[Source records]
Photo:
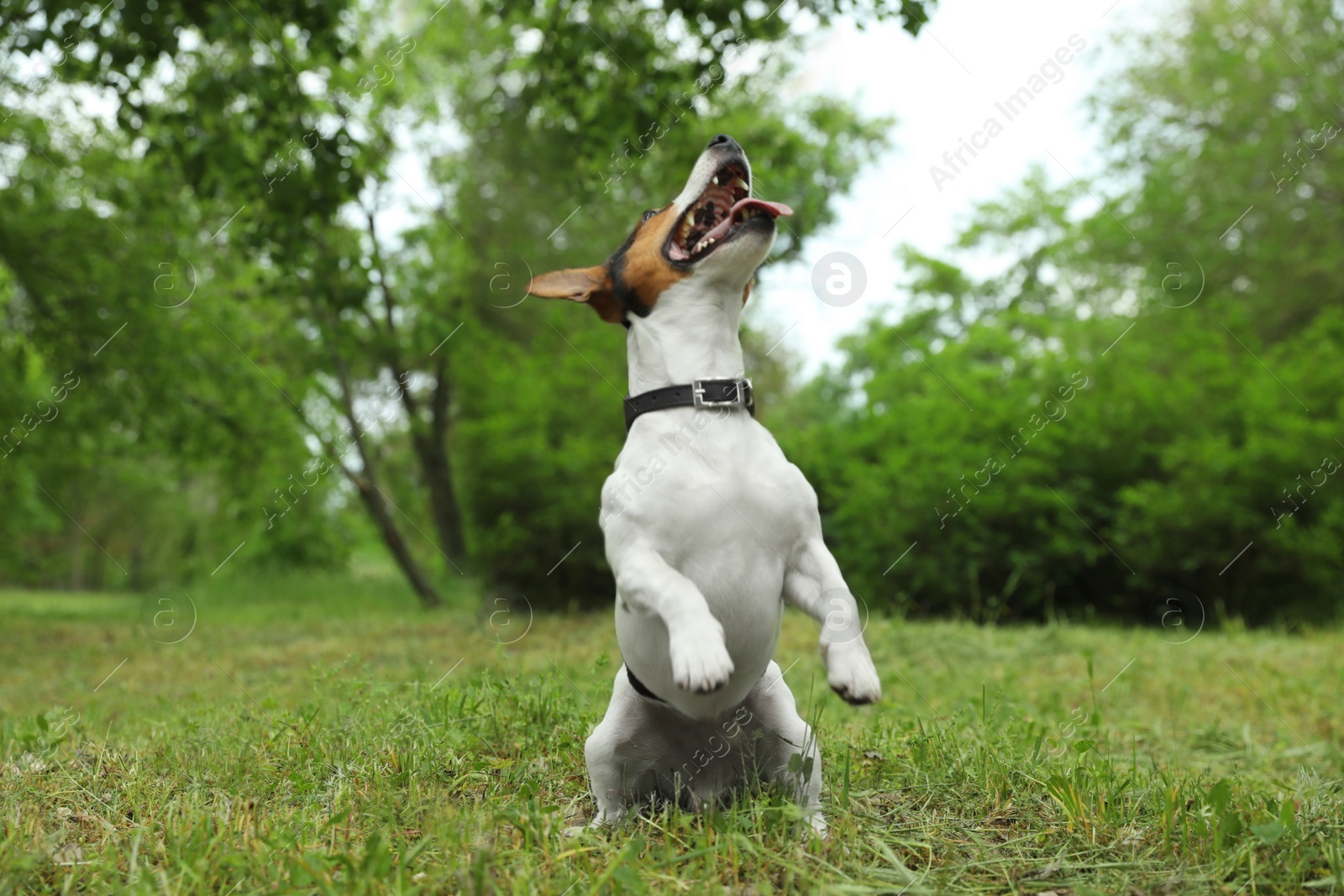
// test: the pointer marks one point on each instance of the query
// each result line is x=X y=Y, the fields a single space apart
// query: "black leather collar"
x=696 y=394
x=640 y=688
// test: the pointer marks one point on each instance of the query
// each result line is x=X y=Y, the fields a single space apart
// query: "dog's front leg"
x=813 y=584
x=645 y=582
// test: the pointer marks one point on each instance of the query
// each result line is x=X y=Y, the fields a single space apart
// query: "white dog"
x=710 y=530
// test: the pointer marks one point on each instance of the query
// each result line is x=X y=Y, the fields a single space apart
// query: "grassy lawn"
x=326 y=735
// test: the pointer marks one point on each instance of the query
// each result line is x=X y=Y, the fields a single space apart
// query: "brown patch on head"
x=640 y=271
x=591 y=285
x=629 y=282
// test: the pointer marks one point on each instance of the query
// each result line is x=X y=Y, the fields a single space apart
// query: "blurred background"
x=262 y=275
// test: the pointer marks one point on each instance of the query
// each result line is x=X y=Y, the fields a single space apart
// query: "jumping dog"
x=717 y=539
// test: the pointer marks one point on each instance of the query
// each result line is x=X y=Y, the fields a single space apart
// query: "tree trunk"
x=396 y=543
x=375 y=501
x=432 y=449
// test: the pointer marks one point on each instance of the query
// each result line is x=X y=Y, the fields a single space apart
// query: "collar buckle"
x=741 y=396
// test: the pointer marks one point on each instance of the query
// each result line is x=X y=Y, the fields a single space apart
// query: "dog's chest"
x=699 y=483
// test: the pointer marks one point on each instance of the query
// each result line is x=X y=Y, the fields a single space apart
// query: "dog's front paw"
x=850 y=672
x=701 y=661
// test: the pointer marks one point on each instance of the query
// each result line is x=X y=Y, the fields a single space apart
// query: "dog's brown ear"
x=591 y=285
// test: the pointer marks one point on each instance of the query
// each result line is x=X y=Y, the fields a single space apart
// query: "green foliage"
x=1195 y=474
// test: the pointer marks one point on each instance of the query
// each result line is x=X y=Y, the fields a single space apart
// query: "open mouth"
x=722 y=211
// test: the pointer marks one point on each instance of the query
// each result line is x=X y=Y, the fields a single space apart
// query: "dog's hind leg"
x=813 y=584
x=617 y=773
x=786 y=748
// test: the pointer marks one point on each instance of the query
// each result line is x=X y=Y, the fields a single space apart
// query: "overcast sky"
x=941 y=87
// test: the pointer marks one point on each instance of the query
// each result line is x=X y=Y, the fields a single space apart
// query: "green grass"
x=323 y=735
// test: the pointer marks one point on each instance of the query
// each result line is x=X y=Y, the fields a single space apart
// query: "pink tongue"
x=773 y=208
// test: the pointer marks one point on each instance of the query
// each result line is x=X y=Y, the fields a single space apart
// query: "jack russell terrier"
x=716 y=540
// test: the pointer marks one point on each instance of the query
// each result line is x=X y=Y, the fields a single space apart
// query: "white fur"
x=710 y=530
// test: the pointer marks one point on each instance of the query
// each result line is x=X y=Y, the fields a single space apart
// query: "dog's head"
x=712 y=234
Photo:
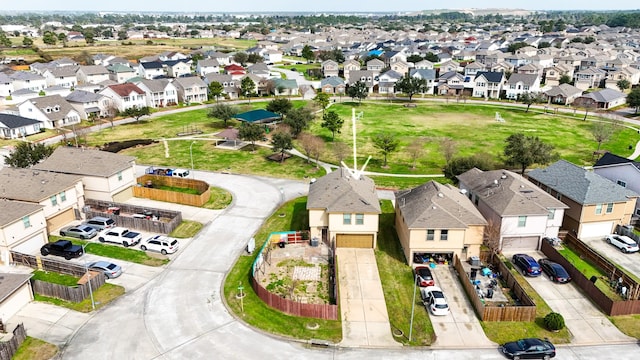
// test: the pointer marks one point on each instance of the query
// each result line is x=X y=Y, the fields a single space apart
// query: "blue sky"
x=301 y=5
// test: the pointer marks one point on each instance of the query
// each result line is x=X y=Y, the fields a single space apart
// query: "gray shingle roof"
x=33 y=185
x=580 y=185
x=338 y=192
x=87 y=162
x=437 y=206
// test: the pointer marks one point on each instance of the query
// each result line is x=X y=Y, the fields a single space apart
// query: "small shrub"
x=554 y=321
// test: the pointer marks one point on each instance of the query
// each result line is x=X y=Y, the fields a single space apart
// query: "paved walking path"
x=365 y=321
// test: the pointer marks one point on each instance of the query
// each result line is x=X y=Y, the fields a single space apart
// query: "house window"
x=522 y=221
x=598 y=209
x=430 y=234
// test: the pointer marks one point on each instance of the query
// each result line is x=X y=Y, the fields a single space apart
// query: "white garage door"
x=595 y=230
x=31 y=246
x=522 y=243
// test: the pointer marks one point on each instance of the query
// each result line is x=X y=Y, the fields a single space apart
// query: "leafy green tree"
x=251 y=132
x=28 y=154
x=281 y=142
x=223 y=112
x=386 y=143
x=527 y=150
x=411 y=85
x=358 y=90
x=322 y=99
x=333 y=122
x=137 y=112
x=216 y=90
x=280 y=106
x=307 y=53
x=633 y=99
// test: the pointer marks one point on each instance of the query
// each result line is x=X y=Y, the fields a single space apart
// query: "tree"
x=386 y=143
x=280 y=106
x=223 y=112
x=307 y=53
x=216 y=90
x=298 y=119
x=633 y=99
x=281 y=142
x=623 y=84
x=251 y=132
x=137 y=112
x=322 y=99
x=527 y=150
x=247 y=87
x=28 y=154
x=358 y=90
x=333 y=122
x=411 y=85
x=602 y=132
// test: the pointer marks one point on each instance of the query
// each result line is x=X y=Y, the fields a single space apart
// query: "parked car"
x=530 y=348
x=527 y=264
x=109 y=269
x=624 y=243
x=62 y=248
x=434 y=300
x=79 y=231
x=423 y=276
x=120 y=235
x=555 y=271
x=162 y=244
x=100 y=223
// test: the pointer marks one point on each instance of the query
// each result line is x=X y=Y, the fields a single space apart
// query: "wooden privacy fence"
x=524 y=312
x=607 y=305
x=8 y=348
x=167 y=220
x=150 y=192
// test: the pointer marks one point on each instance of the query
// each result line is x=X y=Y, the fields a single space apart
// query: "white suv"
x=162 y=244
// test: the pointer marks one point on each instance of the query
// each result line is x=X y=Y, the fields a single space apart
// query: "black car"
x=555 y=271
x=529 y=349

--

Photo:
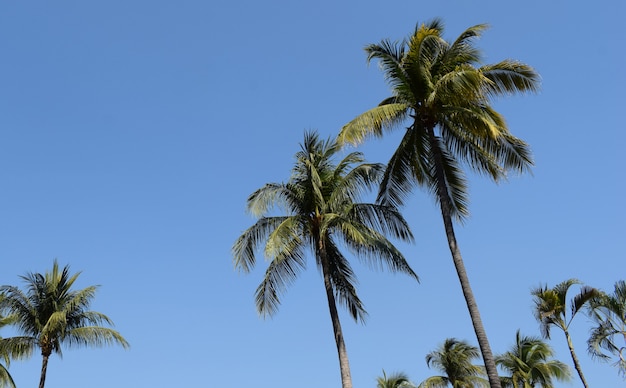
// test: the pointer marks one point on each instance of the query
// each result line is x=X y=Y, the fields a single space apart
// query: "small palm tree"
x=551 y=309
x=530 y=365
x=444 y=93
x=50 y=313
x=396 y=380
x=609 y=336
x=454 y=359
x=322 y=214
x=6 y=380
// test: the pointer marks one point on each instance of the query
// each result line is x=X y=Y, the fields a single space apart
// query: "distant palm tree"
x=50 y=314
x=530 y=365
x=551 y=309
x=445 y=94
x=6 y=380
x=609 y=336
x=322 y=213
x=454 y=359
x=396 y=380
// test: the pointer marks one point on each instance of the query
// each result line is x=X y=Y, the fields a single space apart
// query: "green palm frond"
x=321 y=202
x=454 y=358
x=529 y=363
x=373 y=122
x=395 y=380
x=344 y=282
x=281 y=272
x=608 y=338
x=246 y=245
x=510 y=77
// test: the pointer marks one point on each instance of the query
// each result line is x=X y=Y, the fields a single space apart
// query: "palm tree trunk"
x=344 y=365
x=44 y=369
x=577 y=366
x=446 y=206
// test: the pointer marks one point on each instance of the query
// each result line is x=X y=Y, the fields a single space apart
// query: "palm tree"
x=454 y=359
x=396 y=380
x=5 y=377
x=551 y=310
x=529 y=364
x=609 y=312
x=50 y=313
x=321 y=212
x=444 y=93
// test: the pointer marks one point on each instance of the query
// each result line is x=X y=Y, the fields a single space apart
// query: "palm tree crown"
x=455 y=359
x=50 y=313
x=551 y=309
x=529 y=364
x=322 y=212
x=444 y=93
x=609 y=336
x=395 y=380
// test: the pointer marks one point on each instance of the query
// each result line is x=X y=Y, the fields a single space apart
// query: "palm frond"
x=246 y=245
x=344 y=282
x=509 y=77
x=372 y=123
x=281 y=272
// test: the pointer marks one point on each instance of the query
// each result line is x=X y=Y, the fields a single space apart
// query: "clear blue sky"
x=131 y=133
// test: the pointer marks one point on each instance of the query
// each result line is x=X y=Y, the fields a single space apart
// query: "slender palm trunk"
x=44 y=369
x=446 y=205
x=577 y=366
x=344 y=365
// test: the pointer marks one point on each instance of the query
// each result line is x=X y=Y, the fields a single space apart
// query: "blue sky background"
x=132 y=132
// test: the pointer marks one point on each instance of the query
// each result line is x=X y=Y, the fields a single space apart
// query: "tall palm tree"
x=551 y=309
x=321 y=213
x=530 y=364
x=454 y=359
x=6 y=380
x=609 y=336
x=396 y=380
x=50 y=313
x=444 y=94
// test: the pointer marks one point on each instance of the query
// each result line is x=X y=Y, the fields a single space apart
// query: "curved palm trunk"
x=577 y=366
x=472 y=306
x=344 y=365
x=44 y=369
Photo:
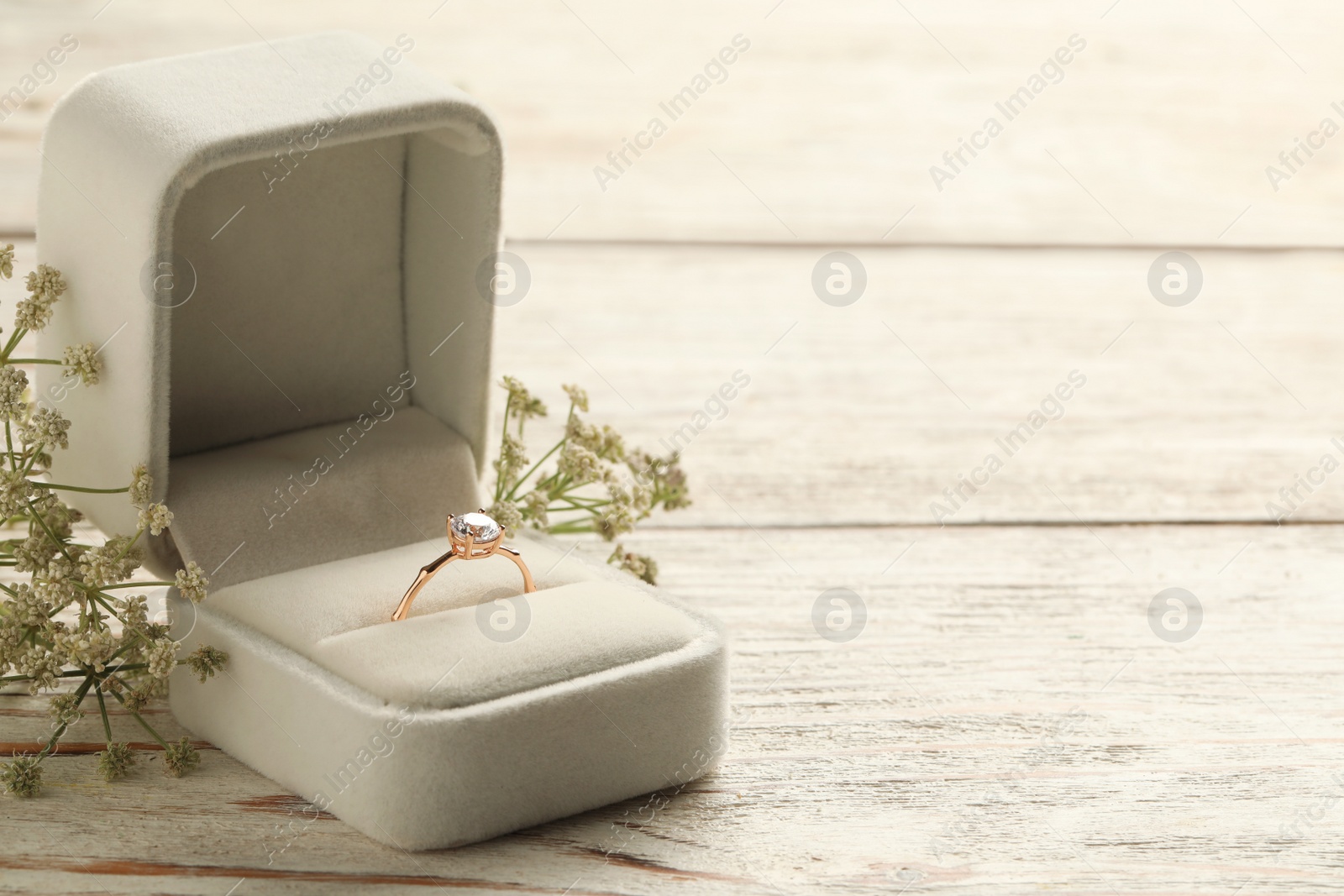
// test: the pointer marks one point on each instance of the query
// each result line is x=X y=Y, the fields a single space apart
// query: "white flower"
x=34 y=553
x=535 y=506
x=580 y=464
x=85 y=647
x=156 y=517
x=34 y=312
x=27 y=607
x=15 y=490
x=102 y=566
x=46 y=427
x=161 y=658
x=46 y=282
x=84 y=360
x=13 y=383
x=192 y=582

---

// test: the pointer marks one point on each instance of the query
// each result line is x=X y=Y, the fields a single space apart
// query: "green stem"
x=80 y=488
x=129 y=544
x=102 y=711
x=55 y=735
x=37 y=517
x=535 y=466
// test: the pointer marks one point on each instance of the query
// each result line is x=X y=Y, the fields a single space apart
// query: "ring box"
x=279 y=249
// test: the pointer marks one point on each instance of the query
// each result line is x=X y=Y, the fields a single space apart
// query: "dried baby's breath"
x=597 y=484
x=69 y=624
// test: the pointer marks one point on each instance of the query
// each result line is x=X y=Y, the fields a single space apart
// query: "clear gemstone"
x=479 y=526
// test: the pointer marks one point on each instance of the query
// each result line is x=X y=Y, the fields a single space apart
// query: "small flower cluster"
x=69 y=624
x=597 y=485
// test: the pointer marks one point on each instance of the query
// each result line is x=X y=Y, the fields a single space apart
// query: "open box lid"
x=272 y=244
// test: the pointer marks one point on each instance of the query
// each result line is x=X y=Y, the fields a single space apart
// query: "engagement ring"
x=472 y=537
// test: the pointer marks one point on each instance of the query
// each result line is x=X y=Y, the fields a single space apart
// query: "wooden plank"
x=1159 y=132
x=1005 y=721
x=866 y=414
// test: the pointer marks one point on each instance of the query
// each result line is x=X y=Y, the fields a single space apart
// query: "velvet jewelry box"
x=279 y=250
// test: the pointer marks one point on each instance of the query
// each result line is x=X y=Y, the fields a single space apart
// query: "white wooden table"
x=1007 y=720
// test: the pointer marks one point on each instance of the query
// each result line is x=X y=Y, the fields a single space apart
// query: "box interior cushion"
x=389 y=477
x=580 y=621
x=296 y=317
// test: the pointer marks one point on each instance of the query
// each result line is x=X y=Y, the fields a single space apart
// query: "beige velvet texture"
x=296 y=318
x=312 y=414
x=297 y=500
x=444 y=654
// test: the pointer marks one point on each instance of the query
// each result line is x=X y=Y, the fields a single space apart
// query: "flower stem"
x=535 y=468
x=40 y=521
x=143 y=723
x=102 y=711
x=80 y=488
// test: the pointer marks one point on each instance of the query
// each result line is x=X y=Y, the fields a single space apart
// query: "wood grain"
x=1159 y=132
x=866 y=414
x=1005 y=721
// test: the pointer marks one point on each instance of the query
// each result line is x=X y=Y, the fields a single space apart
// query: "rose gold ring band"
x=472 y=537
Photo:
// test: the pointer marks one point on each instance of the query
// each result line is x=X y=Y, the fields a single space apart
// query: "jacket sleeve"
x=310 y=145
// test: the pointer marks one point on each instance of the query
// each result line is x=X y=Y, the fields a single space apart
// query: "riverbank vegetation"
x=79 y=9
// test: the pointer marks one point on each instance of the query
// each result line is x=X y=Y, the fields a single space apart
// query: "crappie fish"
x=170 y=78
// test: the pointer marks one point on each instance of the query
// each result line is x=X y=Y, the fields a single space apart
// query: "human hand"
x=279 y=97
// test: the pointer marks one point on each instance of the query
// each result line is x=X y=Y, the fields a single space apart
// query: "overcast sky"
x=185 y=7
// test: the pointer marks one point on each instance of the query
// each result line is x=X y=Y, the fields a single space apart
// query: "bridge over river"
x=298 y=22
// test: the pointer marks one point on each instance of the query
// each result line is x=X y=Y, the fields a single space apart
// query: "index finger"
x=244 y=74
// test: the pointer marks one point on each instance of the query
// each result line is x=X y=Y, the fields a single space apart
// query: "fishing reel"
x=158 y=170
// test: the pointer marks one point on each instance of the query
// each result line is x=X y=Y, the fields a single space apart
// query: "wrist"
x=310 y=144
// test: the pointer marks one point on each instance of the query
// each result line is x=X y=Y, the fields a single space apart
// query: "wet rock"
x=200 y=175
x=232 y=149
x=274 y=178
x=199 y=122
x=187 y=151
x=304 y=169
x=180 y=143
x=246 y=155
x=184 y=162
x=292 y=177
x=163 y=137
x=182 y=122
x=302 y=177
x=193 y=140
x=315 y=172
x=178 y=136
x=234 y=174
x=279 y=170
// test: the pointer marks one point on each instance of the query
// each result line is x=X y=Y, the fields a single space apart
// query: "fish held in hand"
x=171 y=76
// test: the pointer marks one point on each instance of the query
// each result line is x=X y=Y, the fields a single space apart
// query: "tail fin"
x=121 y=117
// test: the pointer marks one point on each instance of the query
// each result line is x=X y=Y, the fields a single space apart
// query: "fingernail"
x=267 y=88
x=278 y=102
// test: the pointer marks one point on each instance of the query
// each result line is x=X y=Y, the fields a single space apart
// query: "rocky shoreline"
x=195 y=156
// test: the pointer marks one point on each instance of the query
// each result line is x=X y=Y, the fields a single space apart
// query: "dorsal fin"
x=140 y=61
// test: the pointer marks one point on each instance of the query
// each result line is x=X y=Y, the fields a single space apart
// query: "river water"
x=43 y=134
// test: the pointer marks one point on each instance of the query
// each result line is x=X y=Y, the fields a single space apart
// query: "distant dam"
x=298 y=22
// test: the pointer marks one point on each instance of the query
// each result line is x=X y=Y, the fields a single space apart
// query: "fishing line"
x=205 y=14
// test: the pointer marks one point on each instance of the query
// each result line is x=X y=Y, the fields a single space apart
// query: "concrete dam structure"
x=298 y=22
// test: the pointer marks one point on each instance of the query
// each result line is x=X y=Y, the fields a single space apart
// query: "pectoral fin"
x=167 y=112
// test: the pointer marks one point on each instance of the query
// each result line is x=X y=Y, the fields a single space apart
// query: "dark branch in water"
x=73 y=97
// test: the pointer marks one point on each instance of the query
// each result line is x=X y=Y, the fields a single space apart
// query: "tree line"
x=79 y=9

◆ WORK REQUIRED: Report how many lines in the material above contain the string "hand", giving only the number. Case counts.

◆ RESULT FOR THIS EXERCISE: 2